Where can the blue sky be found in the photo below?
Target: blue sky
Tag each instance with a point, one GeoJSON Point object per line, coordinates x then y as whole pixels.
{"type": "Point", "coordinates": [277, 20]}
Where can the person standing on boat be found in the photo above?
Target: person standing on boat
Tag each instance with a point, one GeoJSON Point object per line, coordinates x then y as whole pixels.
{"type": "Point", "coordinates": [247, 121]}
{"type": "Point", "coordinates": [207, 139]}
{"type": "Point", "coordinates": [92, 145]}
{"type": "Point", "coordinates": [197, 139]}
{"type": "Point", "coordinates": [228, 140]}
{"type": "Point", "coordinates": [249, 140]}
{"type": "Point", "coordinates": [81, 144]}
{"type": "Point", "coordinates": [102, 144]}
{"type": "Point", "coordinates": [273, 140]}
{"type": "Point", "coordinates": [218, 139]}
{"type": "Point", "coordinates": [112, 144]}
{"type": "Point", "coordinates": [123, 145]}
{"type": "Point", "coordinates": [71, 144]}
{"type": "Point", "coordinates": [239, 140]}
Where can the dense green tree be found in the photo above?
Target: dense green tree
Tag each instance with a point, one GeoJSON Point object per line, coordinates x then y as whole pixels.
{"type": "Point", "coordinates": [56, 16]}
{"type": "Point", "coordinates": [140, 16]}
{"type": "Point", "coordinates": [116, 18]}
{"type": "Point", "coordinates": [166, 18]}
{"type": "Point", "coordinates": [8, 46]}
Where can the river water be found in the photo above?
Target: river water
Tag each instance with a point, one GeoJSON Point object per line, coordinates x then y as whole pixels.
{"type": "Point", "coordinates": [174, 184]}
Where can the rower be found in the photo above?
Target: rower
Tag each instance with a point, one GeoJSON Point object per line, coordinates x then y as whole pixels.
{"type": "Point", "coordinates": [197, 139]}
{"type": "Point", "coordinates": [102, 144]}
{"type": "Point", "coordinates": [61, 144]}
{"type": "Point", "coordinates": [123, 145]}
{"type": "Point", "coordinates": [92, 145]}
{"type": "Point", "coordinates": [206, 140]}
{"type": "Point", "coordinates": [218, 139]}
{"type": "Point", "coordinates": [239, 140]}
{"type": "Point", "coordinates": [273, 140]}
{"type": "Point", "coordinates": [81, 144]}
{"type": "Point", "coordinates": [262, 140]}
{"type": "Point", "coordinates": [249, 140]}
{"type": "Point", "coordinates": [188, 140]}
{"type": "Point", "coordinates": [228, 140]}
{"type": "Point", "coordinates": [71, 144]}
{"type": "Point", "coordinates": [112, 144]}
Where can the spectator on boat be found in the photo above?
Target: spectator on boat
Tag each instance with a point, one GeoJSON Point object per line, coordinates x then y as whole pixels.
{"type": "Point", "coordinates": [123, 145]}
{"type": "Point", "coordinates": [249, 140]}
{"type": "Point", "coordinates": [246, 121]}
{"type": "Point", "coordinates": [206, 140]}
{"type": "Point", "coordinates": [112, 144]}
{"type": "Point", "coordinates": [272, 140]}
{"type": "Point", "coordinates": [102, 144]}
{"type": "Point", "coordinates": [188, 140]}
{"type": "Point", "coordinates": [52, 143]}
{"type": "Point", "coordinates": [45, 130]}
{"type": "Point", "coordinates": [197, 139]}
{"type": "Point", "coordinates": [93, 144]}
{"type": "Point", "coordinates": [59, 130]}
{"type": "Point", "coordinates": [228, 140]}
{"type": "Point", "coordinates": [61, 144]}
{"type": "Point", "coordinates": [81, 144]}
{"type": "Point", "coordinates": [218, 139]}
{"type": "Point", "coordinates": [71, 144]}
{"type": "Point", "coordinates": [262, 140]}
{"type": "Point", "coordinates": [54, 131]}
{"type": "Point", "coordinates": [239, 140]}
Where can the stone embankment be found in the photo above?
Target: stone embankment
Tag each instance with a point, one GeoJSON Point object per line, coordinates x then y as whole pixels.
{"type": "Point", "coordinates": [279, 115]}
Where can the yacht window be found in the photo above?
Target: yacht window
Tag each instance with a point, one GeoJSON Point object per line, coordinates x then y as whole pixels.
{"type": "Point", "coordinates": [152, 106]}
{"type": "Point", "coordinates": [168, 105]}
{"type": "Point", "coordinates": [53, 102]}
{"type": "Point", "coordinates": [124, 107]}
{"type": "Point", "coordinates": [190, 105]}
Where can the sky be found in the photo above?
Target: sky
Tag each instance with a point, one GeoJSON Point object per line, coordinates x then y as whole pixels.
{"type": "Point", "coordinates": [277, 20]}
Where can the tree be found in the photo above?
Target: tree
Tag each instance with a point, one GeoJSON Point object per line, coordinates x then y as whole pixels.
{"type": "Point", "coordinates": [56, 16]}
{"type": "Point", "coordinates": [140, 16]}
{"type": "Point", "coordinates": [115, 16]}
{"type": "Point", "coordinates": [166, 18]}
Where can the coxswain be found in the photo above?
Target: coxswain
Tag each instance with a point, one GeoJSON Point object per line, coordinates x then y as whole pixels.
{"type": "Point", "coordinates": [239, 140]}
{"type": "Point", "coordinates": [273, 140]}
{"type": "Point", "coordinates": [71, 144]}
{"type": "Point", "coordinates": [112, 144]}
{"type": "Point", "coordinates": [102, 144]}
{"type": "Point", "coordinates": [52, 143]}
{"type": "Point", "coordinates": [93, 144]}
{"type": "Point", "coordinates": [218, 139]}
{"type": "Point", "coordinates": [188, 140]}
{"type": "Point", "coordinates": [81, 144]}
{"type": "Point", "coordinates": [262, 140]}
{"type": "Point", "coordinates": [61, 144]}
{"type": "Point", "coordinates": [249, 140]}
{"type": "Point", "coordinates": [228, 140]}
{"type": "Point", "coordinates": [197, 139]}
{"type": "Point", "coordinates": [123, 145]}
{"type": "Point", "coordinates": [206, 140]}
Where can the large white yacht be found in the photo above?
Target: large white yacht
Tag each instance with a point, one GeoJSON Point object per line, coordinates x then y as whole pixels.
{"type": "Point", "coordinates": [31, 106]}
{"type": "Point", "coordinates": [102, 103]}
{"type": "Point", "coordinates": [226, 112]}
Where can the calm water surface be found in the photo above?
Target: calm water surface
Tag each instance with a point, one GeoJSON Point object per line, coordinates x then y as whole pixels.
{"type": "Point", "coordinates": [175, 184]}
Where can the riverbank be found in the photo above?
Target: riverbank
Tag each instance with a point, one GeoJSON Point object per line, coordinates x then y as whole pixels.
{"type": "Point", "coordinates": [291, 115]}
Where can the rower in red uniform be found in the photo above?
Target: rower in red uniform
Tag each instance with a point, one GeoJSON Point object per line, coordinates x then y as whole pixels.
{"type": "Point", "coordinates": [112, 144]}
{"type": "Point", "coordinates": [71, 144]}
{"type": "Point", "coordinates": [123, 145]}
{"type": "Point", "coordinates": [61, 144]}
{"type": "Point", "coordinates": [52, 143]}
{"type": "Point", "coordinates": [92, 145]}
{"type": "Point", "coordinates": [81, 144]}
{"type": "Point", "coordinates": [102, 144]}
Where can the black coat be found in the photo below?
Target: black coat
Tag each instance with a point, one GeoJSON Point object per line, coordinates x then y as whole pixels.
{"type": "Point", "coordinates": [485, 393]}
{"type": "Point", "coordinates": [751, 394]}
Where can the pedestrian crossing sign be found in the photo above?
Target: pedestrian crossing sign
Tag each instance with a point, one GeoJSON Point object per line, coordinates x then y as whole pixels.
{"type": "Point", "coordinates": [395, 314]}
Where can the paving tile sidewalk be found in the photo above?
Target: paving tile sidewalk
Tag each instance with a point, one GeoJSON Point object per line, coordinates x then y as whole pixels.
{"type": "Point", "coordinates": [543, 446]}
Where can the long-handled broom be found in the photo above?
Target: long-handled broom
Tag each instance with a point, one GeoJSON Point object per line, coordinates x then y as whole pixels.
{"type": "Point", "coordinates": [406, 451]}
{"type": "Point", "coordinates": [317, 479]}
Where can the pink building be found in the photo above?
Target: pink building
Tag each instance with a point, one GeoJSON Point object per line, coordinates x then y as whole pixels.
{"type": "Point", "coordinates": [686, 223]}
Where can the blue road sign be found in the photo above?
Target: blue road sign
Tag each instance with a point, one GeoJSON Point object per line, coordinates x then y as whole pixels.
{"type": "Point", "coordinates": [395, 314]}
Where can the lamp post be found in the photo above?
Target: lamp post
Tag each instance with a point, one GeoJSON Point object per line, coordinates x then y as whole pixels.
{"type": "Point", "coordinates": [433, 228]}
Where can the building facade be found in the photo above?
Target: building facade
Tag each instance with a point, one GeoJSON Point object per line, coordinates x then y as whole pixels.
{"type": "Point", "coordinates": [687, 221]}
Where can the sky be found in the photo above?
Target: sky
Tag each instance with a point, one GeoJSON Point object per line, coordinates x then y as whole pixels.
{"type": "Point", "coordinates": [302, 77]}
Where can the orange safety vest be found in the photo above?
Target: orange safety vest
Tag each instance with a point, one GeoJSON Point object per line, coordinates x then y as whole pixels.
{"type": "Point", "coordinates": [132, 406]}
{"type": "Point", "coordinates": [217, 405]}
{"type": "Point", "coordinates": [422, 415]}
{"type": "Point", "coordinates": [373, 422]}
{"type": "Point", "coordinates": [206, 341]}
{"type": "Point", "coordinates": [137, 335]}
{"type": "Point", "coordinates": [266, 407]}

○ ○ ○

### INSTRUCTIONS FOR THE TASK
Each line from the one containing "Where can the blue road" through the end of the entries, both included, is to be returned exactly, with no other lines.

### FINAL RESULT
Where can the blue road sign be found in the photo above?
Target: blue road sign
Tag each instance with a point, one GeoJSON Point object per line, coordinates x then y as whole pixels.
{"type": "Point", "coordinates": [395, 314]}
Where can the lamp post be found in the photo above?
Target: lamp post
Tag each instance with a point, one GeoJSON Point object per line, coordinates x then y as whole pixels.
{"type": "Point", "coordinates": [433, 228]}
Where can the building facade be found in the photo above?
Target: building facade
Tag each instance with a point, one GeoJSON Point object per line, coordinates x then y as whole pixels.
{"type": "Point", "coordinates": [687, 221]}
Where can the sky be found in the photo above?
Target: sky
Tag each instance with a point, one GeoJSON Point object per line, coordinates x then y as whole pixels.
{"type": "Point", "coordinates": [302, 77]}
Where can the orange safety vest be found in the photo above?
Target: orange safety vest
Tag each instance with a point, one GeoJSON Point object per line, coordinates x then y as whole pixels.
{"type": "Point", "coordinates": [132, 406]}
{"type": "Point", "coordinates": [217, 405]}
{"type": "Point", "coordinates": [422, 415]}
{"type": "Point", "coordinates": [373, 422]}
{"type": "Point", "coordinates": [206, 341]}
{"type": "Point", "coordinates": [137, 335]}
{"type": "Point", "coordinates": [266, 407]}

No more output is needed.